++++ KUTIPAN TEKS ++++
Pertimbangan yang sama
dapat kita pakai untuk menilai kebiasaan koor menyanyikan semua lagu selama
perayaan liturgis. Sebetulnya koor dengan dirigen yang bagus sungguh berfungsi
liturgis kalau dapat membantu semua peraya yang lain untuk menyanyi bersama dengan
lebih baik seperti atau mendekati cara koor menyanyi. Kalau dari awal sampai
akhir semua nyanyian dibawakan hanya oleh koor, meskipun semuanya sangat
mempesona, sebetulnya telah mengurangkan maknanya sebagai musik/nyanyian
liturgis. Perlu ada suatu pembagian yang lebih seimbang dalam hal ini.
++++ CATATAN TERSEDIA ++++
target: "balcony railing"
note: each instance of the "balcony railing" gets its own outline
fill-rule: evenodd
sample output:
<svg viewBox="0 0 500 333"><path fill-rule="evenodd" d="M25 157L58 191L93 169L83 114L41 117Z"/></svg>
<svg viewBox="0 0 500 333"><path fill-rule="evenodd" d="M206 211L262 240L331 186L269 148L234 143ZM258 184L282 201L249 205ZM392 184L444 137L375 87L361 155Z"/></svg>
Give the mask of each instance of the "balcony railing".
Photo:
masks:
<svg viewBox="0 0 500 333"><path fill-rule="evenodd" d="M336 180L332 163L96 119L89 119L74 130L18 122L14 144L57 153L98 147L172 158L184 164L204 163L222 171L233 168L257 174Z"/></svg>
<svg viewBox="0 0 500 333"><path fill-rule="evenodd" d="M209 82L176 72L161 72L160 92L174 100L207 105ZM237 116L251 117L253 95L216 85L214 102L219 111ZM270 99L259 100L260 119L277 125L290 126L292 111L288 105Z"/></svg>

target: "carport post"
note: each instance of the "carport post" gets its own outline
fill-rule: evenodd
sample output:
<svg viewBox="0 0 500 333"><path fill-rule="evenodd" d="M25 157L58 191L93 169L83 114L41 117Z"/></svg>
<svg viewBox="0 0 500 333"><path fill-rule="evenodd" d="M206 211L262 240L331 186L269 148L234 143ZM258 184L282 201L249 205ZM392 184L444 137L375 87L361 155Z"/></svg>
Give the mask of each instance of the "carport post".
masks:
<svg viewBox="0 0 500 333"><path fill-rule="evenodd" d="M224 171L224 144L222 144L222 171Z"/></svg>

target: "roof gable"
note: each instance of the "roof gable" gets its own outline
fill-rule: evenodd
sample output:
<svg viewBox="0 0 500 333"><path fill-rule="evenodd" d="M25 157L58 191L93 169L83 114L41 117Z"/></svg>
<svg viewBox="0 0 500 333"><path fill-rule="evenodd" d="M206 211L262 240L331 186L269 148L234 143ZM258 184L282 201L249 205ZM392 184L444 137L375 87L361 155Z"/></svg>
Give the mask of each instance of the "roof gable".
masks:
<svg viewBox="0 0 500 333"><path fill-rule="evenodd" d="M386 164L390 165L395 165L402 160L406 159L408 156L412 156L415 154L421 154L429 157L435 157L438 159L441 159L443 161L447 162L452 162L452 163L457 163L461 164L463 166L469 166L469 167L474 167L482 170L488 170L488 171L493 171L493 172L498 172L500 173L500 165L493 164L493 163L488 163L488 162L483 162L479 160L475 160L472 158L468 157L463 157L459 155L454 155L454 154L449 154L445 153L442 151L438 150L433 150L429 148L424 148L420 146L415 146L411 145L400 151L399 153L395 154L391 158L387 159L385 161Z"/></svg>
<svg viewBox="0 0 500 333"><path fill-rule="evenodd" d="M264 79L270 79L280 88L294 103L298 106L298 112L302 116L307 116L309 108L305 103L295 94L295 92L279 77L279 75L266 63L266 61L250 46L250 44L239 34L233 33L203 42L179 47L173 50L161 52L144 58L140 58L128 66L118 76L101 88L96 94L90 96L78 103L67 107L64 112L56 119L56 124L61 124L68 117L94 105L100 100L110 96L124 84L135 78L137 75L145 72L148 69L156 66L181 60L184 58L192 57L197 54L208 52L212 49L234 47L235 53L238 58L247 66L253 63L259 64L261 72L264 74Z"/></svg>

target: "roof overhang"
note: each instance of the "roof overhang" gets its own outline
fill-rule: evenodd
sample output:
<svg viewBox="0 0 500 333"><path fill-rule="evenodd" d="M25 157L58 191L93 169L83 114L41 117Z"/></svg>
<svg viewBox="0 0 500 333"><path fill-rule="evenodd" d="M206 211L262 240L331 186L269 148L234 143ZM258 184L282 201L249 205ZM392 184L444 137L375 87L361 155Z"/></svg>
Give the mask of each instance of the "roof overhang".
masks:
++++
=== TUGAS 1 ===
Berdasarkan teks tentang nyanyian koor dalam liturgi, jelaskan dalam satu sampai tiga kalimat mengapa perlu ada pembagian nyanyian yang lebih seimbang.
=== TUGAS 2 ===
Tolong perbarui bagian teks tentang nyanyian koor dalam liturgi yang dibuka dengan kata-kata yang memuat "Pertimbangan yang sama" dan ditutup dengan "dalam hal ini.", lalu ganti "dirigen" dengan "pemimpin lagu".

=== JAWABAN TUGAS 1 ===
Jika semua nyanyian dari awal sampai akhir dibawakan hanya oleh koor, maknanya sebagai musik atau nyanyian liturgis berkurang, meskipun semuanya sangat mempesona. Menurut teks, koor dengan dirigen yang bagus baru sungguh berfungsi liturgis kalau dapat membantu semua peraya lain menyanyi bersama dengan lebih baik, seperti atau mendekati cara koor menyanyi.

=== JAWABAN TUGAS 2 ===
Pertimbangan yang sama
dapat kita pakai untuk menilai kebiasaan koor menyanyikan semua lagu selama
perayaan liturgis. Sebetulnya koor dengan pemimpin lagu yang bagus sungguh berfungsi
liturgis kalau dapat membantu semua peraya yang lain untuk menyanyi bersama dengan
lebih baik seperti atau mendekati cara koor menyanyi. Kalau dari awal sampai
akhir semua nyanyian dibawakan hanya oleh koor, meskipun semuanya sangat
mempesona, sebetulnya telah mengurangkan maknanya sebagai musik/nyanyian
liturgis. Perlu ada suatu pembagian yang lebih seimbang dalam hal ini.